--- start Records for processing ---

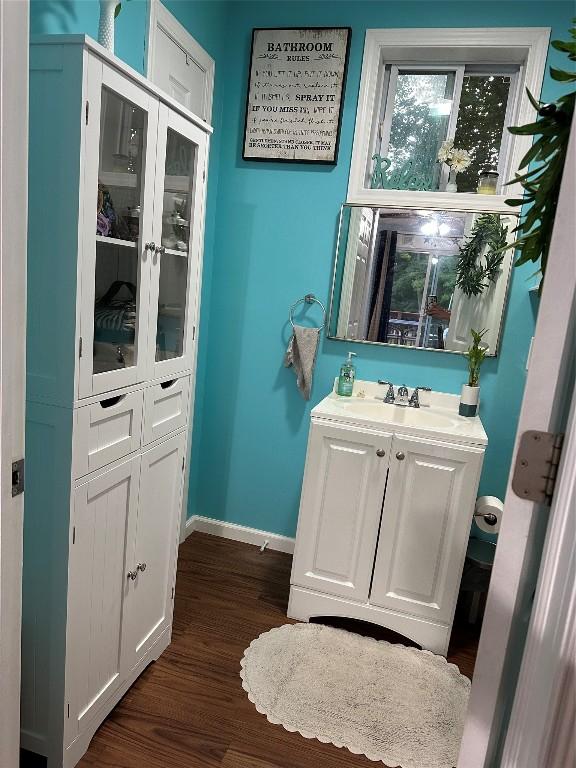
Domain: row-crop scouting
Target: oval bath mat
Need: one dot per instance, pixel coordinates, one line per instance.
(402, 706)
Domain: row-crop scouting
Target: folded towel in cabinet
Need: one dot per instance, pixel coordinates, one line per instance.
(301, 355)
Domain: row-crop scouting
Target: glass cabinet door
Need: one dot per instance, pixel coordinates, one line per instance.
(120, 174)
(178, 234)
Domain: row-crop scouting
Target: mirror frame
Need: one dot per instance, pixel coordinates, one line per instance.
(507, 276)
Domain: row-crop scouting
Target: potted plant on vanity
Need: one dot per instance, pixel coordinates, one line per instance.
(471, 391)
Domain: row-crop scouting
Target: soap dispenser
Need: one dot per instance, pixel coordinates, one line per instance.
(347, 376)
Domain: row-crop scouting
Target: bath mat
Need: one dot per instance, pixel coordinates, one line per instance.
(398, 705)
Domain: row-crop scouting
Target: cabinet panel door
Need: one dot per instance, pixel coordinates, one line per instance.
(178, 232)
(156, 544)
(100, 544)
(340, 509)
(118, 201)
(425, 526)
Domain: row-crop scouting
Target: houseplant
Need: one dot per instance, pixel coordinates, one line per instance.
(456, 159)
(471, 392)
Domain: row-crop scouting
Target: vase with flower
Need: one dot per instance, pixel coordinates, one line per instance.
(456, 159)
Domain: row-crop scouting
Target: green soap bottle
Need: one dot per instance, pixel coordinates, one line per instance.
(347, 376)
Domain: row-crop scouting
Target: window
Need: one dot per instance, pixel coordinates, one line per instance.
(420, 88)
(423, 107)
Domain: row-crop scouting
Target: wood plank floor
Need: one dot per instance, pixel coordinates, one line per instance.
(188, 710)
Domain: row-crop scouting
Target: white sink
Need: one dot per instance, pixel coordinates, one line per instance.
(437, 417)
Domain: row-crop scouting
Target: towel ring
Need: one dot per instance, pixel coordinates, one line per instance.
(308, 299)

--- end Records for processing ---

_Your objective_
Your task is to repeat the material above exactly, without its pictures.

_Result for this task_
Domain: row-crop scouting
Target: oval bath mat
Need: one dot per instance, pixel coordinates, one line per instance.
(402, 706)
Domain: row-crop scouting
Target: folded towel in cabinet
Need: one dot per instance, pixel coordinates, one line per instance.
(301, 355)
Domain: row-crop scouting
Target: glass cabinet door
Need: one dot per instance, pixel coordinates, one line per instance.
(120, 174)
(178, 234)
Domain: row-crop scouting
Target: mirror frame
Need: one dot per instance, pixel coordinates, one line per instance.
(507, 276)
Domain: row-crop scouting
Target: potted plant on vanity
Need: one dot per instance, pixel coordinates, one line per instance.
(471, 391)
Domain: row-crop scouting
Target: soap dispenser
Need: one dot per instance, pixel coordinates, one line per instance.
(347, 376)
Domain: row-crop scouting
Target: bath mat
Need: one dot per instance, pixel coordinates, one line per instance.
(398, 705)
Domain: row-crop scouting
Target: cabinet panel door
Need: one dot per instance, pixel coordinates, one line per instance.
(178, 232)
(156, 544)
(100, 544)
(340, 509)
(118, 201)
(425, 526)
Domain: row-crop scouting
Target: houseplant
Need: one dot per instance, pixel coordinates, one line per instance.
(456, 159)
(471, 392)
Domain: row-crop scouting
Target: vase with flower
Need: one dot per instance, pixel coordinates, one line per instance.
(456, 159)
Domain: row-crop scouting
Target: green soap bottle
Need: one dot per instance, pixel coordinates, one line per instance.
(347, 376)
Domain: row-crop scouting
Target: window
Need: one dot per instance, pixel coordinates, one line per instance.
(420, 88)
(423, 107)
Domain: row-crop scouting
Target: wood plank floor
Need: one dot per instance, pixel coordinates, one line per instance.
(188, 710)
Domain: row-crop scouting
Target: white sink
Need: one dot per instance, pixel coordinates, one line per instance.
(437, 417)
Domain: row-crop scouting
Target: towel ring
Need: one dot per instance, pixel coordinates, one line per instance.
(308, 299)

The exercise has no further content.